## WRITTEN PROBLEM
Quote each of the items below word for word.

## PROVIDED MATERIAL

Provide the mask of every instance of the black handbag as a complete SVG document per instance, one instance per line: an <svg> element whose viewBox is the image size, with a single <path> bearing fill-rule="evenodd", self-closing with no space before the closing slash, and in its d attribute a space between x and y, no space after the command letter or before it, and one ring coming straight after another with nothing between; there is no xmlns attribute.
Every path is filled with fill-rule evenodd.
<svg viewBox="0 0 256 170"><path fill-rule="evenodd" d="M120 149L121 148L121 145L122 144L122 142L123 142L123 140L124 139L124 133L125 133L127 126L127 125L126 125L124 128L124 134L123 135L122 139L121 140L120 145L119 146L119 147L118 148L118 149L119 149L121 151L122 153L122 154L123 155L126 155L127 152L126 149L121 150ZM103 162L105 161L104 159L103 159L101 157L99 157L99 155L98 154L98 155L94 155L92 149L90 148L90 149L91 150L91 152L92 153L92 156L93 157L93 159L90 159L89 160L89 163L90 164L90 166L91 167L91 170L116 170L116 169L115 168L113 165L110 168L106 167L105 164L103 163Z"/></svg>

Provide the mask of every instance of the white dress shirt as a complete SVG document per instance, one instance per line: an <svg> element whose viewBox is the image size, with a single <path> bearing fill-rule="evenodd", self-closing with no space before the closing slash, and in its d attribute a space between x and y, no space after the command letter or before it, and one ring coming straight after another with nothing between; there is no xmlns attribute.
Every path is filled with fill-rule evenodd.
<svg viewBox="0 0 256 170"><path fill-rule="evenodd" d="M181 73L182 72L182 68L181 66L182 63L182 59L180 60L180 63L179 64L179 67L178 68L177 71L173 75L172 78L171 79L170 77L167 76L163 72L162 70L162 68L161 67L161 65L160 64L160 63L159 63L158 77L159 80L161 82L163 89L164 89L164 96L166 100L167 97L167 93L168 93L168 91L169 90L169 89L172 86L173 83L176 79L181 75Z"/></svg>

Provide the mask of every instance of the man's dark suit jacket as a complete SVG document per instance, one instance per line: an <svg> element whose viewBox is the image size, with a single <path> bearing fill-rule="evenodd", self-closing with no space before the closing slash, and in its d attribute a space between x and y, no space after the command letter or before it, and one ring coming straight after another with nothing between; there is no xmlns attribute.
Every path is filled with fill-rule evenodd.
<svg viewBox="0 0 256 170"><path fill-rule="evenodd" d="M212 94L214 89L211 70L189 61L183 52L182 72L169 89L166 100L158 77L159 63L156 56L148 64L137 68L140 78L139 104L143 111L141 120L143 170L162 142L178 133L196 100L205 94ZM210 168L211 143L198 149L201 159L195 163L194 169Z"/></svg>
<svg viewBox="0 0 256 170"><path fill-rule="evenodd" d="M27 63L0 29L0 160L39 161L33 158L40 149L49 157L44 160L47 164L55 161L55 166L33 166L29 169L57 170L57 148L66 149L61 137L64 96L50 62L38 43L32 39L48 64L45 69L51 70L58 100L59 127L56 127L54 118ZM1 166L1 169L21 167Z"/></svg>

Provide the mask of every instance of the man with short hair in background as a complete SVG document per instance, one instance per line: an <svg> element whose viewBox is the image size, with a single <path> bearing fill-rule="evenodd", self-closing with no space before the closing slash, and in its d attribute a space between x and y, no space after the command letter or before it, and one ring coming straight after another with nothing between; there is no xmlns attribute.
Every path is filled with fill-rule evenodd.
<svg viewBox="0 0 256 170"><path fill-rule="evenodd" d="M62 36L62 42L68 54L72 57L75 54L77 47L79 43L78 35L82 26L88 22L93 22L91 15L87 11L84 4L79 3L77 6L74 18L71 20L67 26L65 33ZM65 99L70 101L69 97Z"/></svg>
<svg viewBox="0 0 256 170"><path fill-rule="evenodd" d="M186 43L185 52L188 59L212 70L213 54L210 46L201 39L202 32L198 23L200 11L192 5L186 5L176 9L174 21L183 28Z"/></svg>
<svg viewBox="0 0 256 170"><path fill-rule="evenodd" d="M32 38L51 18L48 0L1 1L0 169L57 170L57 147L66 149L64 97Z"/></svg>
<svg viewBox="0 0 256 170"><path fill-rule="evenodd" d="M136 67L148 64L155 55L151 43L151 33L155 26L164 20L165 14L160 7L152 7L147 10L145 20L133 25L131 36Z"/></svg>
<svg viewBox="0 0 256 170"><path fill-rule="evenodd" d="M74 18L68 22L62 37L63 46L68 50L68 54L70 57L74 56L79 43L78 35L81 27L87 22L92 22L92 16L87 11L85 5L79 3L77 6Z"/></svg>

## REPLY TO THE EXERCISE
Provide the mask of every instance of the black handbag as a complete SVG document per instance, one instance per line: an <svg> element whose viewBox is the image size, with a single <path> bearing fill-rule="evenodd", self-closing with no space before the closing slash, and in its d attribute a space between x and y, no space after the command letter or before it, and one ring coming straight after another with nothing between; there is no xmlns attribute.
Every path is filled with fill-rule evenodd.
<svg viewBox="0 0 256 170"><path fill-rule="evenodd" d="M120 149L121 148L121 145L122 144L122 142L123 142L123 140L124 139L124 133L125 133L127 126L127 125L126 125L124 128L124 134L123 135L122 139L121 140L120 145L119 146L119 147L118 148L118 149L119 149L121 151L122 153L122 154L123 155L126 155L127 152L126 149L121 150ZM103 162L105 161L104 159L103 159L101 157L99 157L99 155L98 154L98 155L94 155L92 149L90 148L90 149L91 150L91 152L92 153L92 156L93 157L93 159L90 159L89 160L89 163L90 164L90 166L91 167L91 170L116 170L116 169L115 168L113 165L110 168L106 167L105 164L103 163Z"/></svg>

Provide the mask of every instance of the white dress shirt as a complete SVG document per instance, one instance per line: an <svg> element whose viewBox is the image size, with a single <path> bearing fill-rule="evenodd", self-closing with no space before the closing slash, and in its d attribute a space between x and y, no space after the command letter or before it, and one ring coming straight after another with nothing between; there is no xmlns attribute.
Every path is filled with fill-rule evenodd.
<svg viewBox="0 0 256 170"><path fill-rule="evenodd" d="M181 73L182 72L182 68L181 66L182 63L182 59L180 60L180 63L179 64L179 67L178 68L177 71L173 75L172 78L171 79L170 77L167 76L163 72L162 70L162 68L161 67L161 65L160 64L160 63L159 63L158 77L159 80L161 82L163 89L164 89L164 96L166 100L167 97L167 93L168 93L168 91L169 90L169 89L172 86L173 83L176 79L181 75Z"/></svg>

Provide the mask of every instance of the man's dark suit jacket as a complete SVG document per instance, one instance per line: an <svg> element whose viewBox is the image size, with a single <path> bearing fill-rule="evenodd", self-closing with no space before the closing slash, and in its d attribute a space between x and y, no space after the command letter or before it, and one ring coming straight after another with nothing between; there is no xmlns attribute.
Every path is filled with fill-rule evenodd.
<svg viewBox="0 0 256 170"><path fill-rule="evenodd" d="M212 94L214 89L211 70L189 61L183 52L182 72L169 89L166 100L158 77L159 63L156 56L148 64L137 68L140 78L139 104L143 111L141 120L143 170L162 142L178 133L196 100L205 94ZM210 168L211 143L198 149L201 159L195 163L194 169Z"/></svg>
<svg viewBox="0 0 256 170"><path fill-rule="evenodd" d="M27 63L0 29L0 160L39 161L33 158L40 149L49 157L44 160L47 164L55 161L55 166L33 166L29 169L57 170L57 148L66 149L61 137L64 96L50 62L38 43L32 39L48 64L45 69L51 70L58 100L59 127L56 127L54 118ZM1 166L1 169L21 167Z"/></svg>

Provide the mask of every instance of the man with short hair in background as a complete SVG document per instance, one instance per line: an <svg> element whose viewBox is the image size, with a single <path> bearing fill-rule="evenodd", self-closing with no space before the closing slash, and in its d attribute a space between x and y, no space after the command letter or before it, and one ring coming straight after another with nothing between; there is no xmlns attribute.
Every path is filled with fill-rule evenodd.
<svg viewBox="0 0 256 170"><path fill-rule="evenodd" d="M62 36L62 42L68 54L72 57L75 54L77 47L79 43L78 35L82 26L88 22L93 22L91 15L87 11L84 4L79 3L77 6L74 18L71 20L67 26L65 33ZM65 99L70 101L69 97Z"/></svg>
<svg viewBox="0 0 256 170"><path fill-rule="evenodd" d="M186 43L185 52L188 59L212 70L213 54L210 46L201 39L202 32L198 23L200 11L192 5L186 5L176 9L174 21L183 28Z"/></svg>
<svg viewBox="0 0 256 170"><path fill-rule="evenodd" d="M32 38L51 18L48 0L1 1L0 169L57 170L57 147L66 149L64 97Z"/></svg>
<svg viewBox="0 0 256 170"><path fill-rule="evenodd" d="M136 67L148 64L155 55L151 43L151 33L155 26L164 20L165 14L160 7L152 7L147 10L145 20L133 25L131 36Z"/></svg>
<svg viewBox="0 0 256 170"><path fill-rule="evenodd" d="M74 18L68 22L62 37L63 46L68 50L68 54L70 57L74 56L79 43L78 35L81 27L87 22L92 22L92 16L87 11L85 5L79 3L77 6Z"/></svg>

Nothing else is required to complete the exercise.